■ Exercise details
Write out all of the data below, reproducing every line without alteration.

■ Exercise material
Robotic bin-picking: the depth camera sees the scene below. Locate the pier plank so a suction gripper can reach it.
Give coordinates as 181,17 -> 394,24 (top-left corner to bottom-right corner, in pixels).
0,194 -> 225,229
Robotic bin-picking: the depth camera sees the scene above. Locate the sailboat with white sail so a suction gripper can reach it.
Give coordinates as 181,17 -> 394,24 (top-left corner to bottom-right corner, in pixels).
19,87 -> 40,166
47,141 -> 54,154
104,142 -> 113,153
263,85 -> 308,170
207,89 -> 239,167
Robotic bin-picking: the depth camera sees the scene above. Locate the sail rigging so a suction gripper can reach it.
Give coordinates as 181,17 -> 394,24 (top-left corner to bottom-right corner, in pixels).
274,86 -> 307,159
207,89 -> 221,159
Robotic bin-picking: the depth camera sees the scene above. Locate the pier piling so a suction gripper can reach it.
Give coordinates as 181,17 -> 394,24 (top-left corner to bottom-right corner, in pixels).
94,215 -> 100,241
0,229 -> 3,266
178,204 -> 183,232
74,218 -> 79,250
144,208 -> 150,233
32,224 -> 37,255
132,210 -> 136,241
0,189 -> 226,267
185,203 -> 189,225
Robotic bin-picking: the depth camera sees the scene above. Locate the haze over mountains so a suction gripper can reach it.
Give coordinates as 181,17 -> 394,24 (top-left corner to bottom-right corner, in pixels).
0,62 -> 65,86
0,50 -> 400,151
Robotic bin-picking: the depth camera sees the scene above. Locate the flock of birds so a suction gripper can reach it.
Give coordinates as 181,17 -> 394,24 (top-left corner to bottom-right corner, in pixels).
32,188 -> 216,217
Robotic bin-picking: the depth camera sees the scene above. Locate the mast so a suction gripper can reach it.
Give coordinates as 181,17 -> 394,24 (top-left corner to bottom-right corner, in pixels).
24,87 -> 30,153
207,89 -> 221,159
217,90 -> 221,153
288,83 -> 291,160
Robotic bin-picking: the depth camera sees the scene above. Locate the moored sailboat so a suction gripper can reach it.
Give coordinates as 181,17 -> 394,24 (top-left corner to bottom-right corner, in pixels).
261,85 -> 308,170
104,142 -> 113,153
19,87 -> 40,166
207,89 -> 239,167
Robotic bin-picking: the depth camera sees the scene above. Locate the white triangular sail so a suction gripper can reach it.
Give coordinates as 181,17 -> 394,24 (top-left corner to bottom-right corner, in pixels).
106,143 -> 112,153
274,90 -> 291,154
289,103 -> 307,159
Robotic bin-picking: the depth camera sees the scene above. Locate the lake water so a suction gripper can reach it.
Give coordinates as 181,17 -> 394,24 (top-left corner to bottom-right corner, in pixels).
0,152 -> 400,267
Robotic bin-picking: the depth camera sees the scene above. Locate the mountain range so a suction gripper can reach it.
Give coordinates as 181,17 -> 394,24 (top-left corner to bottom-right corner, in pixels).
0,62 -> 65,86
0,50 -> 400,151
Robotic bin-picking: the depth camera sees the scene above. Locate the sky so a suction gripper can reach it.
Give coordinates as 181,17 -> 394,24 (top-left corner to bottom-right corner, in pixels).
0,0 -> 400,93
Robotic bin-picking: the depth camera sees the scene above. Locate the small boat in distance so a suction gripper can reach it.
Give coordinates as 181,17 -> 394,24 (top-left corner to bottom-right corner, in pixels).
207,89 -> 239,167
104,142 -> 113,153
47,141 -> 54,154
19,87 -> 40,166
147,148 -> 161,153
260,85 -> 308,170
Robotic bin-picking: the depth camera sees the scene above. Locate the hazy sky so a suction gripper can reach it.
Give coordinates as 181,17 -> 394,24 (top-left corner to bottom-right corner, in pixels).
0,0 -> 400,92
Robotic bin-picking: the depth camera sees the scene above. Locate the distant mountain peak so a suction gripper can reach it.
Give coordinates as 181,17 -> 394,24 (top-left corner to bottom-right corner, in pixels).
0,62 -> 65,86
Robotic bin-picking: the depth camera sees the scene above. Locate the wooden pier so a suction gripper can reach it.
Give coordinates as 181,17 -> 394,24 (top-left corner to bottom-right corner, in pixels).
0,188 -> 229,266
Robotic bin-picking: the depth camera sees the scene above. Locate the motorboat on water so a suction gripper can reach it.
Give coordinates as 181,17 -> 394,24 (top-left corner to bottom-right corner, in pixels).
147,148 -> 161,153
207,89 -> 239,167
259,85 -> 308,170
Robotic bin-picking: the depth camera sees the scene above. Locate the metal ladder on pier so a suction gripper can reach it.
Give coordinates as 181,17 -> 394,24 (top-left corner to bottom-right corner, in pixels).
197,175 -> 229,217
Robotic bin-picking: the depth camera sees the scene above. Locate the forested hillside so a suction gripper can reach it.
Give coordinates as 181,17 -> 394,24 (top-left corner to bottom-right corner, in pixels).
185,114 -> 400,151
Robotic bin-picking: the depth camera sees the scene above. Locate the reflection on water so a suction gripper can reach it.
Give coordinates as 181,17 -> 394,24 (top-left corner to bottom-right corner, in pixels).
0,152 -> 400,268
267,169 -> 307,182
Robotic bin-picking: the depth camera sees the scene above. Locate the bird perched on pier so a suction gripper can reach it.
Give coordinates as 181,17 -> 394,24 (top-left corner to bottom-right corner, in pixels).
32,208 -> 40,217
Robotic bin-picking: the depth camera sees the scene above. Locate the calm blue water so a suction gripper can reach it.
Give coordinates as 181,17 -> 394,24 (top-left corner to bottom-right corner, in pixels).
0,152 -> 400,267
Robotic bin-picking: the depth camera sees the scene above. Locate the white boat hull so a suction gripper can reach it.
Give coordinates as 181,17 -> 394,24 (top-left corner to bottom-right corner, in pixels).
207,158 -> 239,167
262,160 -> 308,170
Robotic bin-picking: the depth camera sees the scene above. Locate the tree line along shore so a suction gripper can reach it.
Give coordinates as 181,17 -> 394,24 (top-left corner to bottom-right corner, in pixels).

■ Answer in full
Robotic bin-picking: the depth camera sees the scene below. Locate the pier plank so a suction gripper can reach it.
Give coordinates as 181,17 -> 394,24 (top-left corner to bottom-right corner, in pixels).
0,194 -> 225,229
Robotic bin-picking: the depth camera sees the scene above. Locate the sailboat with white sail so a suction gripper can reach it.
Give coordinates as 181,17 -> 394,24 (top-left corner to bottom-right corner, in pixels).
19,87 -> 40,166
47,141 -> 54,154
104,142 -> 113,153
263,85 -> 308,170
207,89 -> 239,167
Robotic bin-picking: the depth camera sees the scene above. Locate the sail rigging so a suction gripper can reach it.
Give coordinates as 181,17 -> 394,24 (top-left corner to bottom-right corner, in pixels).
274,86 -> 307,159
207,89 -> 221,159
Robotic bin-picking: the depth camera sees the scene above. Locate the pier piling so a suction gripper can reach it.
Give coordinates as 181,17 -> 394,24 (top-left corner to bottom-right corner, in pixels).
94,215 -> 100,241
0,229 -> 3,266
178,204 -> 183,232
74,218 -> 79,250
144,208 -> 150,233
32,224 -> 37,255
132,210 -> 136,241
0,189 -> 226,267
185,203 -> 189,225
Robotic bin-picking: the depth camera sees the scene above. Locate the haze over mountains so a suction gripper can reach it.
Give coordinates as 181,17 -> 394,24 (top-left corner to bottom-right corner, in pixels).
0,62 -> 65,86
0,50 -> 400,151
Robotic bin-picking: the depth camera sees the scene above. Locate the flock of birds so a suction gripper can reach it.
Give coordinates as 181,17 -> 394,24 (top-left corner to bottom-right corner, in pixels).
32,188 -> 216,217
Robotic bin-picking: the depth camera sees the scene above. Locate the mast so a suction gripper can reach it.
Give coordinates as 181,17 -> 394,24 (top-left corner to bottom-right corner, in pixels).
24,87 -> 30,153
207,89 -> 221,159
217,90 -> 221,153
288,83 -> 291,160
Robotic bin-picking: the depth camera sees the scene above. Locate the moored sailboat so a suction gripper can reach it.
Give coordinates as 181,17 -> 394,24 (top-left corner to bottom-right corner, in pixels).
261,85 -> 308,170
104,142 -> 113,153
19,87 -> 40,166
207,89 -> 239,167
Robotic bin-picking: the depth camera sees the scene above. Locate the white triangular sail so a suction gripper can reach it.
Give coordinates as 181,17 -> 394,24 (top-left corner to bottom-right corner, in pixels).
106,143 -> 112,153
274,90 -> 291,154
289,103 -> 307,159
Robotic bin-picking: the depth camera sees the scene above. Locate the lake water so a suction gripper can reach it.
Give coordinates as 181,17 -> 394,24 (top-left corner to bottom-right corner, in pixels).
0,152 -> 400,267
Robotic bin-picking: the depth camera sees the scene above. Locate the mountain range so a suction gripper can reach it.
Give coordinates as 181,17 -> 394,24 (top-left corner to bottom-right corner, in pixels).
0,62 -> 65,86
0,50 -> 400,151
Robotic bin-picking: the depth camera sees the scene above. Locate the sky so a suction gripper can reach it.
Give coordinates as 181,17 -> 394,24 (top-left corner to bottom-right corner, in pixels).
0,0 -> 400,93
Robotic bin-picking: the depth camera sees the scene above. Locate the small boat in distance so a suction gripper can reach it.
Give coordinates as 181,17 -> 394,24 (top-left corner to bottom-right corner, in pixels).
207,89 -> 239,167
104,142 -> 113,153
47,141 -> 54,154
19,87 -> 40,166
147,148 -> 161,153
260,85 -> 308,170
Robotic bin-picking: the depth camera sees the scene above. Locate the hazy sky so a suction gripper can reach it.
Give coordinates as 181,17 -> 394,24 (top-left corner to bottom-right corner, in pixels).
0,0 -> 400,92
Robotic bin-picking: the depth camera sees the scene above. Locate the distant mountain peak so a suction gripper can reach it.
Give coordinates as 181,17 -> 394,24 (top-left corner to bottom-right corner, in pixels).
0,62 -> 65,86
Robotic bin-picking: the depth camera sees the scene above. Locate the wooden pier so a suction gripper can reach it.
Give coordinates as 181,17 -> 394,24 (top-left corner to bottom-right corner, in pixels).
0,188 -> 229,266
Robotic bin-picking: the depth camera sees the scene above. Locate the motorboat on water so a suction gripper can reach it.
Give coordinates as 181,17 -> 394,24 (top-left corner to bottom-right corner, in pixels).
147,148 -> 161,153
207,89 -> 239,167
259,85 -> 308,170
Robotic bin-picking: the depth camera sees the scene above. Locate the metal ladder on pier so a suction gripper can reach it.
Give coordinates as 181,17 -> 394,24 (top-left corner to bottom-right corner, in pixels).
197,175 -> 229,217
Robotic bin-picking: the depth camera sees the scene above. Locate the forested hillside so a suction gripper can reach it.
Give coordinates as 181,17 -> 394,24 (top-left corner to bottom-right corner, in pixels).
185,114 -> 400,151
Robotic bin-picking: the depth camera sees the scene above. Locate the reflection on water so a suction gripper can reach it.
Give coordinates as 181,17 -> 394,24 (top-left corner to bottom-right corner, in pixels).
0,152 -> 400,268
267,169 -> 307,182
Robotic bin-picking: the depth camera sees the scene above. Locate the bird perched on pier so a suction gripper can reach it.
Give coordinates as 181,17 -> 394,24 (top-left corner to bottom-right corner, in pixels).
32,208 -> 40,217
Robotic bin-picking: the depth camera sees the scene above. Locate the calm blue water so a suction gripper can reach it.
Give coordinates as 181,17 -> 394,24 (top-left corner to bottom-right corner, in pixels).
0,152 -> 400,267
Robotic bin-picking: the depth camera sees the scene above. Locate the white boat hull so a suction gripper can reach it.
Give coordinates as 181,17 -> 394,24 (top-left corner to bottom-right corner, in pixels).
207,158 -> 239,167
262,160 -> 308,170
Robotic bin-picking: the depth camera sees the scene above. Locate the tree line along shore so a suction gripper can reach it.
Give coordinates as 181,17 -> 394,24 (top-left corner to bottom-right corner, in pixels).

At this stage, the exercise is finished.